● **To be done**:
Your task is to extract the lines from the one holding "form: [88, 119]." through the end of the material. Set them down exactly and add nothing.

● **Material for this exercise**:
◇ ◇ ◇ ◇ ◇

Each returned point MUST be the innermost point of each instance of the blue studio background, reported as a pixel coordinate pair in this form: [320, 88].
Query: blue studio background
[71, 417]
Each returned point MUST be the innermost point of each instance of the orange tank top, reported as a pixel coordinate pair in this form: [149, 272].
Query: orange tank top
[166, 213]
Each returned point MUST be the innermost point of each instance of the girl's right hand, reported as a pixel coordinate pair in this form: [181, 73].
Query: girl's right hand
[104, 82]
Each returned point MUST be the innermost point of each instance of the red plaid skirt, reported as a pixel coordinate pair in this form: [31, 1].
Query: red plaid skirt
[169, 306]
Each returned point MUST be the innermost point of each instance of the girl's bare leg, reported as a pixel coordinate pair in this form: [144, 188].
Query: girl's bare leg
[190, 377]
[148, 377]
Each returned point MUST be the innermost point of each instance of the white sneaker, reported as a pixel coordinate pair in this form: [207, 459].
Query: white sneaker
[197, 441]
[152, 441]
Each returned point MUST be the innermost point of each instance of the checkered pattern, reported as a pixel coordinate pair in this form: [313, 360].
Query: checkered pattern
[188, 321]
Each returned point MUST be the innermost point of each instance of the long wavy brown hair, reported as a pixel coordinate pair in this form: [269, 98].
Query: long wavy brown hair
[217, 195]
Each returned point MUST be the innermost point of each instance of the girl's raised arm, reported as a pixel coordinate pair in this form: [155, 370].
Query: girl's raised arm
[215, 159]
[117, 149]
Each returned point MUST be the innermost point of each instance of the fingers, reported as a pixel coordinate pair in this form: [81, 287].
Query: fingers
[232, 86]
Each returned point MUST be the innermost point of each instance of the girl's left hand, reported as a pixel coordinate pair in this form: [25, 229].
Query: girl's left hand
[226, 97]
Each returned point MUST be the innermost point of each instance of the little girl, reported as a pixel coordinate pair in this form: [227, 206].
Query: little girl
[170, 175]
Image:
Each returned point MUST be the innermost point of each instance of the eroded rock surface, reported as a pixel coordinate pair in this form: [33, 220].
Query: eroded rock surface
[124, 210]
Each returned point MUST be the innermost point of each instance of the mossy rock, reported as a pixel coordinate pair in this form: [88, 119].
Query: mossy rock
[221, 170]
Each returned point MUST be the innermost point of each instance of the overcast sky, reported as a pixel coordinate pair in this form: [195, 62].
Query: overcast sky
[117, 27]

◇ ◇ ◇ ◇ ◇

● **Solution**:
Each returned point MUST be the innermost point of each instance of the mossy rock, reported as a pixel coordinate pair in this form: [88, 119].
Query: mossy rock
[221, 170]
Each returned point MUST be the innermost point of each instance of the overcast sky, reported as a pixel coordinate pair in this form: [195, 62].
Query: overcast sky
[117, 27]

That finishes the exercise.